● Task instructions
Select every line of the rows below that contains the word "negative", and copy each one out in full.

::: Data :::

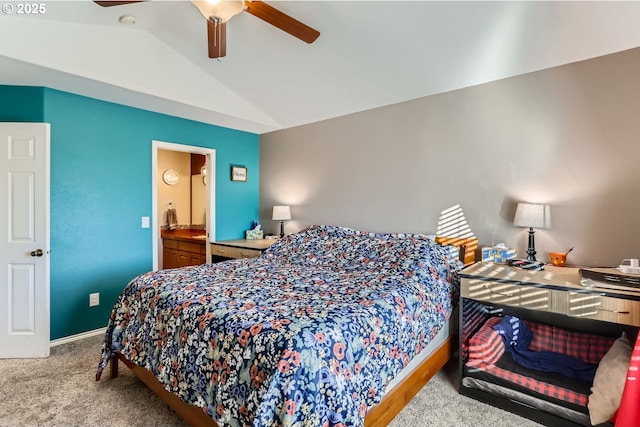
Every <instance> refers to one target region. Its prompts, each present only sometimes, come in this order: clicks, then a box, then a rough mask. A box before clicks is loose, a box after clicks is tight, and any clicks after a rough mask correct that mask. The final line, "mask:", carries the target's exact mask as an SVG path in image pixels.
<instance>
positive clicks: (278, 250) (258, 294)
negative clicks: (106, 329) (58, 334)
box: [96, 225, 468, 426]
mask: <svg viewBox="0 0 640 427" xmlns="http://www.w3.org/2000/svg"><path fill="white" fill-rule="evenodd" d="M464 242H465V240H464V239H462V240H457V241H455V242H453V241H449V242H448V243H449V244H454V245H456V246H460V245H461V244H462V243H464ZM463 247H464V246H463ZM461 253H462V259H465V258H464V251H462V252H461ZM451 254H452V252H451V250H450V246H443V245H441V244H438V243H436V242H435V241H434V240H433V239H431V238H429V237H427V236H425V235H421V234H383V233H367V232H362V231H358V230H353V229H349V228H344V227H335V226H319V225H316V226H311V227H308V228H306V229H304V230H302V231H300V232H298V233H294V234H291V235H288V236H286V237H284V238H282V239H280V240H279V241H278V242H276V243H275V244H274V245H272V246H271V247H270V248H269V249H267V250H266V251H265V252H264V253H263V254H262V255H261V256H260V257H257V258H250V259H242V260H230V261H225V262H222V263H216V264H203V265H199V266H190V267H182V268H177V269H171V270H160V271H152V272H148V273H145V274H142V275H140V276H138V277H136V278H134V279H133V280H132V281H131V282H130V283H129V284H128V285H127V286H126V288H125V289H124V290H123V292H122V293H121V295H120V296H119V298H118V300H117V302H116V304H115V305H114V307H113V310H112V313H111V317H110V319H109V323H108V326H107V331H106V333H105V340H104V344H103V347H102V351H101V355H100V361H99V364H98V368H97V372H96V380H100V378H101V374H102V372H103V370H104V369H105V368H106V367H107V365H108V364H109V362H111V375H112V376H115V375H117V369H118V364H117V362H118V360H120V361H123V362H124V363H125V365H126V366H127V367H129V368H130V369H132V371H133V372H134V373H135V374H136V375H137V376H138V377H140V379H142V381H144V382H145V383H146V384H147V385H148V386H149V387H151V389H152V390H154V392H156V393H157V394H158V395H159V396H160V397H161V398H162V399H163V400H165V402H166V403H168V404H169V406H170V407H171V408H172V409H174V410H175V411H176V412H177V413H178V415H180V416H181V417H182V418H184V419H185V421H187V423H189V424H190V425H194V426H200V425H201V426H215V425H225V426H227V425H228V426H248V425H253V426H276V425H284V426H293V425H305V426H307V425H309V426H316V425H317V426H362V425H366V426H377V425H386V424H387V423H388V422H389V421H390V420H391V419H392V418H393V417H394V416H395V415H396V414H397V413H398V412H399V411H400V410H401V409H402V407H403V406H404V405H405V404H406V403H408V401H409V400H410V399H411V398H412V397H413V396H414V395H415V394H416V393H417V391H418V390H419V389H420V388H421V387H422V386H423V385H424V384H425V383H426V382H427V381H428V380H429V379H430V378H431V376H433V375H434V374H435V372H437V371H438V370H439V369H440V368H441V367H442V366H443V365H444V364H445V363H446V362H447V360H448V359H449V358H450V356H451V353H452V345H453V342H455V341H454V340H452V339H451V325H450V324H449V320H450V319H451V318H452V316H451V314H452V311H453V308H454V307H453V301H455V297H454V295H455V294H456V292H457V275H456V271H457V270H459V269H460V268H461V267H462V266H463V265H464V263H463V262H461V261H460V260H459V259H458V255H457V252H455V256H451ZM467 257H468V253H467ZM467 259H468V258H467Z"/></svg>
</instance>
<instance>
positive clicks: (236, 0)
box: [94, 0, 320, 58]
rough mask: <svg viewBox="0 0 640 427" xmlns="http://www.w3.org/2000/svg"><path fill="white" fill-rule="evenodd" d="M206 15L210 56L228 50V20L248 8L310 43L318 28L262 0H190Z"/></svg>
mask: <svg viewBox="0 0 640 427" xmlns="http://www.w3.org/2000/svg"><path fill="white" fill-rule="evenodd" d="M144 1H147V0H134V1H95V2H94V3H97V4H99V5H100V6H103V7H109V6H119V5H123V4H130V3H141V2H144ZM191 2H192V3H193V4H194V6H196V7H197V8H198V10H200V12H201V13H202V14H203V15H204V17H205V18H206V19H207V37H208V42H209V58H222V57H223V56H226V54H227V21H228V20H229V19H231V17H233V16H234V15H237V14H238V13H240V12H242V11H244V12H249V13H250V14H252V15H253V16H256V17H258V18H260V19H262V20H263V21H266V22H268V23H269V24H271V25H273V26H274V27H276V28H279V29H281V30H282V31H284V32H286V33H289V34H291V35H292V36H294V37H296V38H298V39H300V40H302V41H304V42H306V43H313V42H314V41H315V40H316V39H317V38H318V36H320V32H319V31H317V30H315V29H313V28H311V27H309V26H308V25H306V24H303V23H302V22H300V21H298V20H297V19H294V18H292V17H290V16H289V15H287V14H285V13H283V12H281V11H279V10H278V9H276V8H275V7H273V6H270V5H268V4H267V3H264V2H263V1H261V0H217V1H216V0H191Z"/></svg>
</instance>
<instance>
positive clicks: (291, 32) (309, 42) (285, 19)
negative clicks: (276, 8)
mask: <svg viewBox="0 0 640 427" xmlns="http://www.w3.org/2000/svg"><path fill="white" fill-rule="evenodd" d="M245 11H246V12H249V13H250V14H252V15H253V16H256V17H258V18H260V19H262V20H263V21H266V22H268V23H269V24H271V25H273V26H274V27H276V28H279V29H281V30H282V31H284V32H286V33H289V34H291V35H292V36H294V37H296V38H299V39H300V40H302V41H304V42H307V43H313V42H314V41H315V40H316V39H317V38H318V36H320V32H319V31H317V30H314V29H313V28H311V27H310V26H308V25H306V24H303V23H302V22H300V21H298V20H297V19H294V18H292V17H290V16H289V15H287V14H285V13H283V12H280V11H279V10H278V9H276V8H275V7H273V6H269V5H268V4H266V3H265V2H263V1H260V0H253V1H246V2H245Z"/></svg>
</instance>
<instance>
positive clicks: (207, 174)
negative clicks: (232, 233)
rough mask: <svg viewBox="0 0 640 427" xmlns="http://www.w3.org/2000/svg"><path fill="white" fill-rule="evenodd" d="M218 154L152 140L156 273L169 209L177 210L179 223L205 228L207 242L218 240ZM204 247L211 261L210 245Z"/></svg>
mask: <svg viewBox="0 0 640 427" xmlns="http://www.w3.org/2000/svg"><path fill="white" fill-rule="evenodd" d="M215 154H216V152H215V150H214V149H213V148H203V147H196V146H192V145H182V144H176V143H172V142H164V141H155V140H154V141H152V177H153V179H152V205H153V207H154V209H153V212H152V221H151V224H152V233H151V235H152V241H153V245H152V246H153V250H152V253H153V269H154V270H158V269H160V268H161V266H162V259H161V257H162V238H161V230H162V227H163V226H167V225H168V223H167V211H168V209H169V207H171V208H172V209H175V210H176V212H177V218H176V221H177V222H178V223H180V224H183V225H184V224H187V225H193V226H197V227H203V229H204V232H205V234H206V236H207V239H206V241H207V243H208V242H213V241H215V212H216V210H215V200H216V198H215V164H216V162H215ZM167 162H172V163H170V164H168V163H167ZM194 169H195V172H196V173H194V172H192V170H194ZM167 189H170V190H171V191H170V192H169V191H165V190H167ZM161 190H162V191H161ZM203 223H204V224H203ZM205 247H206V259H207V260H210V259H211V245H209V244H206V245H205Z"/></svg>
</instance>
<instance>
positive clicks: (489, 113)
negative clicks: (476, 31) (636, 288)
mask: <svg viewBox="0 0 640 427" xmlns="http://www.w3.org/2000/svg"><path fill="white" fill-rule="evenodd" d="M470 71H471V70H470ZM639 76H640V49H633V50H628V51H624V52H620V53H616V54H612V55H607V56H603V57H599V58H595V59H591V60H588V61H583V62H579V63H574V64H569V65H566V66H562V67H557V68H553V69H549V70H544V71H540V72H536V73H531V74H527V75H523V76H518V77H514V78H509V79H504V80H500V81H497V82H492V83H488V84H484V85H480V86H475V87H471V88H466V89H462V90H457V91H453V92H449V93H445V94H440V95H434V96H429V97H425V98H420V99H416V100H412V101H408V102H404V103H400V104H395V105H391V106H387V107H382V108H378V109H374V110H369V111H365V112H361V113H357V114H352V115H348V116H343V117H338V118H335V119H331V120H326V121H322V122H318V123H313V124H309V125H305V126H300V127H296V128H291V129H286V130H282V131H277V132H272V133H267V134H264V135H261V136H260V213H261V221H262V223H263V225H264V227H265V229H266V230H267V231H272V232H277V227H278V225H277V224H276V223H275V222H273V221H271V207H272V206H273V205H274V204H289V205H291V211H292V217H293V220H292V221H289V222H288V223H287V224H286V231H287V232H293V231H297V230H299V229H301V228H302V227H304V226H307V225H310V224H334V225H343V226H347V227H353V228H358V229H361V230H366V231H384V232H391V231H394V232H418V233H427V234H429V233H434V232H435V230H436V227H437V223H438V218H439V216H440V212H441V211H443V210H444V209H447V208H449V207H451V206H452V205H456V204H459V205H460V206H461V207H462V209H463V211H464V214H465V217H466V219H467V221H468V223H469V225H470V227H471V229H472V231H473V232H474V234H475V235H476V236H478V238H479V239H480V245H481V246H482V245H492V244H495V243H500V242H504V243H506V244H507V245H509V246H510V247H515V248H516V249H517V250H518V255H520V256H525V251H526V242H527V239H526V234H527V233H526V231H525V229H522V228H517V227H514V226H513V225H512V223H511V221H512V219H513V213H514V210H515V203H516V202H517V201H528V202H536V203H549V204H550V205H551V218H552V228H551V229H548V230H538V231H537V232H536V249H537V250H538V259H539V260H544V261H547V260H548V259H547V252H549V251H558V250H567V249H569V248H570V247H571V246H575V249H574V251H573V252H572V253H571V254H570V255H569V258H568V260H567V262H568V263H569V264H574V265H589V266H615V265H618V264H619V263H620V261H621V260H622V259H623V258H631V257H635V258H638V257H640V241H639V235H640V225H639V224H638V219H639V218H640V195H639V194H638V188H639V187H638V185H639V183H638V180H639V178H640V171H639V170H640V168H639V163H640V77H639ZM399 78H400V77H399ZM309 102H313V100H309Z"/></svg>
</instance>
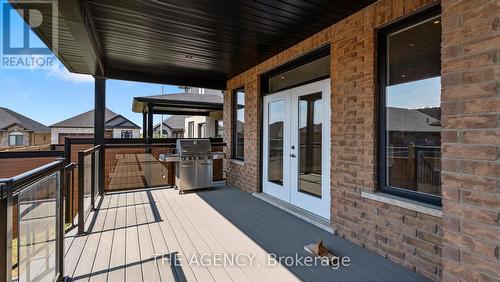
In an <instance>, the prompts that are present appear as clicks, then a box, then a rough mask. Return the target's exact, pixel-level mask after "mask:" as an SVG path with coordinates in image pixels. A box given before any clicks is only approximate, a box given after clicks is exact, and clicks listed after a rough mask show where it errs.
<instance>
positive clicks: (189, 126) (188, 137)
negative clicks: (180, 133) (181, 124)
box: [188, 121, 194, 138]
mask: <svg viewBox="0 0 500 282" xmlns="http://www.w3.org/2000/svg"><path fill="white" fill-rule="evenodd" d="M188 138H194V121H190V122H188Z"/></svg>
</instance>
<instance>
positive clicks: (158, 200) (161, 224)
mask: <svg viewBox="0 0 500 282" xmlns="http://www.w3.org/2000/svg"><path fill="white" fill-rule="evenodd" d="M152 193H153V195H154V198H155V199H157V200H158V201H161V200H160V198H159V196H158V195H159V194H158V193H157V192H156V191H152ZM158 212H159V214H160V217H161V219H162V224H161V225H160V230H161V231H162V236H163V238H164V239H165V244H166V245H167V248H168V250H169V253H168V255H169V256H170V262H172V263H173V262H174V260H175V258H176V256H177V255H179V256H180V255H182V254H184V251H183V250H182V247H181V244H180V241H179V239H178V238H177V236H176V234H175V232H174V231H173V228H172V225H171V224H170V221H169V220H168V216H167V214H166V213H165V210H164V209H163V205H161V203H159V205H158ZM173 265H174V267H173V268H172V269H173V271H174V272H175V274H176V278H177V279H179V277H181V278H184V279H185V280H188V281H196V276H195V274H194V272H193V270H192V269H191V266H190V265H189V264H188V263H187V261H186V260H178V261H177V262H176V263H174V264H173ZM179 280H182V279H179Z"/></svg>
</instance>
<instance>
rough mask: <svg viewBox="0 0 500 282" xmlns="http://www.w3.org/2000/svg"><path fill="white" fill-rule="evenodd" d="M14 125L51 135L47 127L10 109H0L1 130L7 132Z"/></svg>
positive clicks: (5, 108)
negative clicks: (47, 133)
mask: <svg viewBox="0 0 500 282" xmlns="http://www.w3.org/2000/svg"><path fill="white" fill-rule="evenodd" d="M13 125H18V126H20V127H22V128H24V129H26V130H28V131H33V132H40V133H49V132H50V128H48V127H47V126H45V125H43V124H41V123H39V122H37V121H34V120H32V119H30V118H29V117H26V116H23V115H21V114H19V113H16V112H14V111H12V110H10V109H7V108H2V107H0V130H6V129H8V128H9V127H11V126H13Z"/></svg>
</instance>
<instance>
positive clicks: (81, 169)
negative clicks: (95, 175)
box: [78, 152, 85, 235]
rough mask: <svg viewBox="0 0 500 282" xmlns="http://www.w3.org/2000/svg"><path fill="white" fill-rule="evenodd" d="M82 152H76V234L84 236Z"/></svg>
mask: <svg viewBox="0 0 500 282" xmlns="http://www.w3.org/2000/svg"><path fill="white" fill-rule="evenodd" d="M83 158H84V155H83V152H78V234H79V235H83V234H85V214H84V210H85V207H84V199H83V197H84V193H85V191H84V189H85V179H84V178H85V174H84V170H85V168H84V163H83Z"/></svg>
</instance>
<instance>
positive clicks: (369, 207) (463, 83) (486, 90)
mask: <svg viewBox="0 0 500 282" xmlns="http://www.w3.org/2000/svg"><path fill="white" fill-rule="evenodd" d="M437 2H439V1H432V0H405V1H399V0H381V1H378V2H376V3H374V4H373V5H371V6H369V7H367V8H366V9H364V10H362V11H360V12H358V13H356V14H354V15H352V16H350V17H348V18H346V19H345V20H343V21H341V22H339V23H337V24H335V25H333V26H331V27H330V28H327V29H326V30H324V31H322V32H320V33H318V34H316V35H315V36H313V37H311V38H308V39H307V40H304V41H303V42H301V43H299V44H297V45H295V46H293V47H292V48H290V49H288V50H286V51H284V52H282V53H280V54H278V55H277V56H275V57H273V58H271V59H269V60H267V61H265V62H263V63H261V64H259V65H258V66H256V67H254V68H252V69H250V70H248V71H246V72H244V73H242V74H240V75H239V76H237V77H235V78H232V79H230V80H229V81H228V83H227V87H228V90H227V91H226V92H225V105H224V122H225V125H226V128H227V131H226V138H227V140H226V141H227V143H228V149H229V151H230V150H231V146H232V144H231V137H232V136H231V125H232V123H231V122H232V121H231V117H232V96H231V95H230V93H232V90H234V89H237V88H239V87H242V86H244V87H245V90H246V111H245V156H246V158H245V163H244V164H235V163H232V162H229V165H228V179H229V183H230V184H233V185H236V186H238V187H240V188H242V189H243V190H246V191H258V190H259V189H260V183H259V180H260V178H259V173H260V163H259V162H260V153H261V152H260V149H261V148H260V144H259V140H260V134H261V131H260V122H261V116H260V115H261V109H260V108H259V105H260V103H261V101H260V99H261V93H260V91H259V75H260V74H262V73H264V72H266V71H267V70H270V69H272V68H274V67H276V66H279V65H281V64H283V63H286V62H287V61H289V60H291V59H294V58H297V57H299V56H301V55H303V54H305V53H307V52H310V51H311V50H312V49H314V48H316V47H318V46H322V45H323V44H328V43H330V46H331V81H332V85H331V90H332V96H331V103H332V104H331V107H332V141H331V142H332V156H331V159H332V166H331V167H332V173H331V177H332V193H331V194H332V209H331V218H332V225H333V226H334V228H335V229H336V230H337V232H338V233H339V235H340V236H343V237H345V238H347V239H349V240H351V241H353V242H355V243H357V244H359V245H362V246H364V247H366V248H368V249H370V250H373V251H375V252H377V253H379V254H380V255H382V256H384V257H386V258H388V259H390V260H392V261H395V262H397V263H399V264H401V265H404V266H406V267H408V268H410V269H412V270H414V271H416V272H418V273H421V274H423V275H425V276H426V277H428V278H430V279H433V280H440V279H441V278H442V277H443V267H442V265H443V264H442V254H444V256H445V259H444V266H445V270H444V277H445V278H446V279H448V278H450V277H458V278H462V279H463V280H473V278H484V277H487V278H492V277H495V276H494V274H496V275H497V276H496V277H498V275H499V274H498V271H500V266H499V265H498V262H499V258H498V253H499V249H498V245H499V243H498V240H499V239H498V238H499V236H500V235H499V234H500V232H499V231H500V230H499V226H498V224H499V216H500V215H499V205H500V204H499V197H500V196H499V195H498V192H499V190H500V181H499V180H498V175H500V164H499V159H498V156H499V154H500V149H499V148H498V147H499V146H500V142H499V141H498V140H500V130H499V129H498V126H499V124H500V122H499V116H498V112H499V105H500V102H499V97H500V94H499V93H500V92H499V90H498V87H499V83H498V76H499V74H500V71H499V70H498V63H499V62H500V51H499V50H498V46H500V43H499V41H498V38H499V37H498V30H499V27H500V20H499V17H498V15H499V12H498V5H499V4H498V3H499V2H498V1H484V0H483V1H480V0H473V1H468V0H463V1H451V0H446V1H444V3H443V6H444V7H443V9H444V13H443V23H442V24H443V32H444V33H445V36H444V38H443V46H444V47H443V78H442V80H443V87H444V92H443V114H444V115H445V116H444V120H443V123H444V127H445V130H444V131H443V143H444V144H443V155H444V160H443V170H445V173H444V174H443V193H444V199H445V206H444V213H445V216H444V217H443V220H442V219H441V217H438V216H431V215H428V214H425V213H420V212H416V211H413V210H409V209H404V208H401V207H397V206H393V205H390V204H387V203H382V202H379V201H375V200H371V199H367V198H364V197H362V196H361V194H362V192H376V187H377V183H376V179H377V167H376V165H377V163H376V159H377V151H376V146H377V144H376V136H377V128H376V121H377V120H376V118H377V115H376V111H377V101H378V98H377V97H378V96H377V91H376V81H377V77H376V44H375V43H376V29H377V28H380V27H382V26H384V25H386V24H390V23H392V22H395V21H397V20H399V19H401V18H403V17H404V16H405V15H408V14H411V13H414V12H417V11H418V10H420V9H424V8H426V6H429V5H432V4H434V3H437ZM467 3H470V4H467ZM495 5H496V6H495ZM446 33H449V34H446ZM495 35H496V37H495ZM471 37H472V38H471ZM465 38H470V39H467V40H466V39H465ZM448 61H449V62H448ZM492 64H495V67H493V66H490V67H489V65H492ZM476 69H477V70H476ZM448 87H449V88H450V89H451V88H453V94H450V90H448ZM495 95H496V96H495ZM448 96H449V97H450V98H448ZM452 96H453V98H451V97H452ZM478 98H480V99H478ZM447 100H448V101H450V102H448V101H447ZM451 100H456V101H455V102H451ZM469 100H470V101H469ZM463 101H468V103H467V104H466V103H464V102H463ZM461 128H463V129H461ZM472 128H474V129H472ZM474 143H477V144H478V145H474ZM479 144H489V145H486V146H482V145H481V146H479ZM457 159H468V160H467V161H465V160H457ZM472 191H474V193H471V192H472ZM468 216H469V217H470V218H471V219H470V220H464V218H465V217H468ZM443 224H444V229H445V231H443ZM478 228H479V229H478ZM475 229H477V230H476V234H477V236H478V237H477V238H474V237H472V236H470V235H472V230H475ZM464 232H470V233H468V234H469V235H467V233H464ZM443 233H444V234H445V235H444V237H445V244H444V249H442V241H443ZM452 245H453V246H456V247H451V246H452ZM472 253H477V254H478V256H477V257H474V256H471V254H472ZM495 267H496V268H495ZM471 269H476V270H475V271H469V270H471ZM477 273H480V274H477ZM467 275H469V276H467ZM488 275H489V276H488ZM496 279H498V278H496Z"/></svg>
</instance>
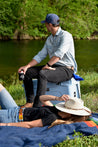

:::

● Worked solution
negative clicks: (106, 329) (58, 334)
negative clicks: (276, 8)
negative clicks: (232, 233)
negative clicks: (476, 31) (636, 288)
negative clicks: (180, 133) (181, 124)
negative clicks: (47, 133)
negative clicks: (95, 175)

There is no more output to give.